Aim & Scope

Aim

Digital Health and Medical Intelligence provides a peer-reviewed venue for digital health and medical intelligence. The journal is intended for digital health researchers, clinicians working with data systems, medical informaticians, and evaluation scientists. Its editorial goal is to publish articles that make the research question, method, evidence, and limitations visible enough for readers to evaluate and reuse.

Core Scope

The journal considers manuscripts in the following areas:

  • Original studies in digital health with transparent assumptions and evaluable evidence.
  • Research on medical AI that explains methods, data, and interpretation limits.
  • Applied work involving health informatics where practical relevance is supported by analysis rather than assertion.
  • Interdisciplinary work connecting clinical decision support to adjacent scientific, engineering, health, environmental, social, or policy questions.

Article Types Considered

The journal may consider validation studies, implementation reports, clinical AI studies, health informatics papers, usability studies, and reviews. Article type should be selected according to the main contribution, not according to desired length or perceived prestige.

= = =

> Activities:
A) Answer these questions about the journal's aim and scope statement:
(i) Which readers is the journal intended for?
(ii) What should research on medical AI explain?
(iii) What should guide the choice of article type?
B) Go on with the journal's aim and scope statement, starting after its final sentence.

= = =

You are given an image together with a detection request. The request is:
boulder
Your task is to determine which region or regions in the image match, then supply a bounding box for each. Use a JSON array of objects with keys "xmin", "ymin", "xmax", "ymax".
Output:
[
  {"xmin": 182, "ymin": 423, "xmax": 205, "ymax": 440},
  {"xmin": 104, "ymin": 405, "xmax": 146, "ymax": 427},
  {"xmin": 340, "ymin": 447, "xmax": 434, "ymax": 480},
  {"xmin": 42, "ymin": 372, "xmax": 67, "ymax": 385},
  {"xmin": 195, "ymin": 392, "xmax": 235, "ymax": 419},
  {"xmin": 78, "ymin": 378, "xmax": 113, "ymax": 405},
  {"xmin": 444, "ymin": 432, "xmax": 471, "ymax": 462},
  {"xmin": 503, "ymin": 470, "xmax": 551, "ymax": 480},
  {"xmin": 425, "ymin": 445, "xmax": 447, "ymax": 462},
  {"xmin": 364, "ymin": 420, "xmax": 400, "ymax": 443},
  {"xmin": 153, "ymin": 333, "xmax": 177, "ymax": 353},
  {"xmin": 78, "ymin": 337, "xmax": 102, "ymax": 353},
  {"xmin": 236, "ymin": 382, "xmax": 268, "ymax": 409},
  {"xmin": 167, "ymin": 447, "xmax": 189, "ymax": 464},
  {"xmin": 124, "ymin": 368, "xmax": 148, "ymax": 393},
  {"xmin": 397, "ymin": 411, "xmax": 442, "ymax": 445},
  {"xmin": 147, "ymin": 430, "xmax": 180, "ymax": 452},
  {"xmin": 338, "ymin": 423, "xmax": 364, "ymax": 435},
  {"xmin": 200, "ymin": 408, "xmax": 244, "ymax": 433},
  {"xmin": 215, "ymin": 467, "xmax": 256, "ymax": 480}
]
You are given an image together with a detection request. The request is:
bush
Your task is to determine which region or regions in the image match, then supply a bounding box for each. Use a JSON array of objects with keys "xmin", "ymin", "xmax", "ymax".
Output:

= = =

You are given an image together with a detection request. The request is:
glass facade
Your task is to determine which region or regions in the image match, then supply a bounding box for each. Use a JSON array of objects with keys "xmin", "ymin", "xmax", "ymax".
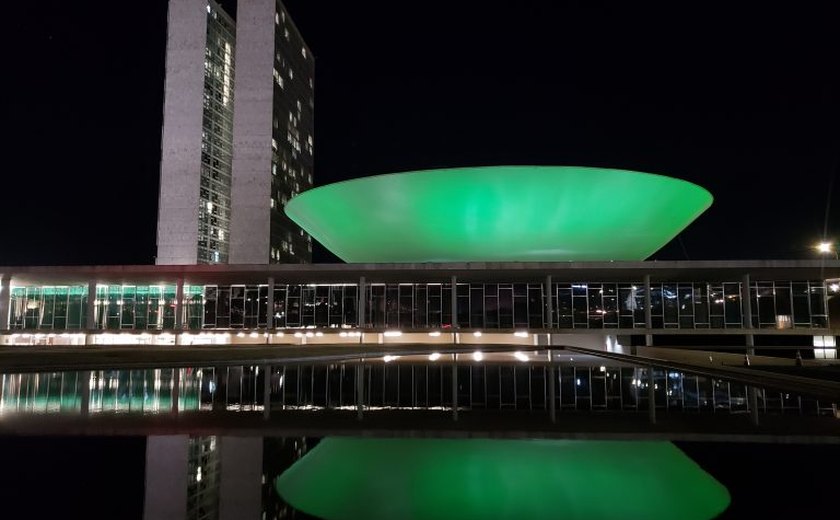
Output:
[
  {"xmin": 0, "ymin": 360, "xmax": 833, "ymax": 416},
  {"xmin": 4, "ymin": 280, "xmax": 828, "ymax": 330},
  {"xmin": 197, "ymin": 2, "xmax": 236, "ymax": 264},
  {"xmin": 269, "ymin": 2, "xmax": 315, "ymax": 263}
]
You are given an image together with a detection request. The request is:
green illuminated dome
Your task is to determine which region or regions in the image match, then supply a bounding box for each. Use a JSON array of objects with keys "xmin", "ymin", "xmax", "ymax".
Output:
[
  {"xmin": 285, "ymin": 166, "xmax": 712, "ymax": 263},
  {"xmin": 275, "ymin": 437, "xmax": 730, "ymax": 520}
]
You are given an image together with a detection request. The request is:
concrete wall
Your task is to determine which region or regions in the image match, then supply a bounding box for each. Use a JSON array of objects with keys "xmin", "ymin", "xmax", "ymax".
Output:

= = =

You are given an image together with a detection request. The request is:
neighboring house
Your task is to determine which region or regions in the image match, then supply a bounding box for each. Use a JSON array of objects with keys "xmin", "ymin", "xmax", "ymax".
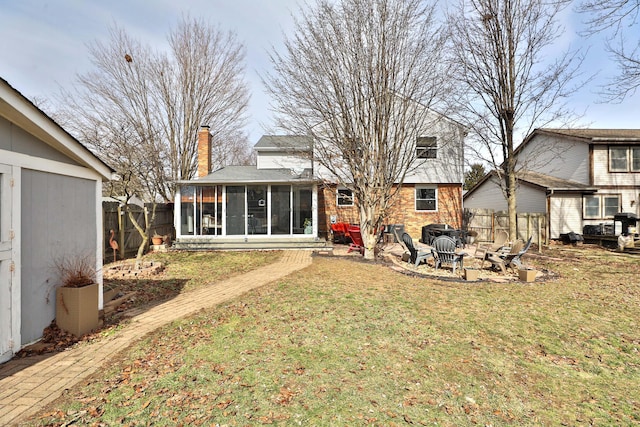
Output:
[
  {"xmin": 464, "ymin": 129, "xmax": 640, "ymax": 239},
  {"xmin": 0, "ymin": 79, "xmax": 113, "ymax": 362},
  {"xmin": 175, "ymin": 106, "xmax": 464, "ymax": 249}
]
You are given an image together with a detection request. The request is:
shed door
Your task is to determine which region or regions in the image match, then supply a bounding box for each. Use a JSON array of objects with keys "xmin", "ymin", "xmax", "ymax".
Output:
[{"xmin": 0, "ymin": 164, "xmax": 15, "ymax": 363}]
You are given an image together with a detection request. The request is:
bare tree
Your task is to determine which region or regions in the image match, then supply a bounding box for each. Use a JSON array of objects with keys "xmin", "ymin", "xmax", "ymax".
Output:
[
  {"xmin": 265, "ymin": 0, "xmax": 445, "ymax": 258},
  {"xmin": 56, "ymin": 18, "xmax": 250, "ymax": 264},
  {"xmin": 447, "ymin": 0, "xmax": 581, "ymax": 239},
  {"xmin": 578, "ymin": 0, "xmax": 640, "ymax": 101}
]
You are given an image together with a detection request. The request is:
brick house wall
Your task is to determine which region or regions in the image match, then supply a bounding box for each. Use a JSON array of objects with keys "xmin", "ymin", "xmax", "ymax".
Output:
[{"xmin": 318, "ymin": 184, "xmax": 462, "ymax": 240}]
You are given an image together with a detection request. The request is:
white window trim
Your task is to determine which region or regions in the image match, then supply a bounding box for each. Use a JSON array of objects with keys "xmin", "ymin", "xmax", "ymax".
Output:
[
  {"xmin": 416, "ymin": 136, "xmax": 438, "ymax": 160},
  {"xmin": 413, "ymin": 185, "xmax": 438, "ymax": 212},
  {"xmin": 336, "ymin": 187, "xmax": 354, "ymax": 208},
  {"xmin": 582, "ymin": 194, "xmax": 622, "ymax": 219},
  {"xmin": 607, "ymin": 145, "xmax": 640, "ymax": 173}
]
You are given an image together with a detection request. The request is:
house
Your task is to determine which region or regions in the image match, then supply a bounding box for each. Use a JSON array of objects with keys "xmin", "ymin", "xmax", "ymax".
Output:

= = =

> List of answers:
A)
(i) Digital health researchers, clinicians working with data systems, medical informaticians, and evaluation scientists.
(ii) Methods, data, and interpretation limits.
(iii) The main contribution, not desired length or perceived prestige.

B)
Method and Evidence Expectations

For this field, manuscripts should pay particular attention to:

  • clinical workflow context
  • dataset representativeness
  • validation design
  • human factors
  • risk and bias assessment

Out of Scope

The journal does not consider manuscripts that are purely promotional, lack a research question, duplicate previously published work, make unsupported clinical or policy claims, present unverifiable results, or fall outside digital health and medical intelligence. Manuscripts that are technically sound but do not fit the journal's subject identity may be returned before peer review.

Editorial Standard

The journal does not require spectacular novelty. It requires a clear contribution, appropriate citations, transparent methods, relevant ethical approvals where needed, and a limitations section. Reviewers and editors should ask whether the work is trustworthy and useful for its intended readership.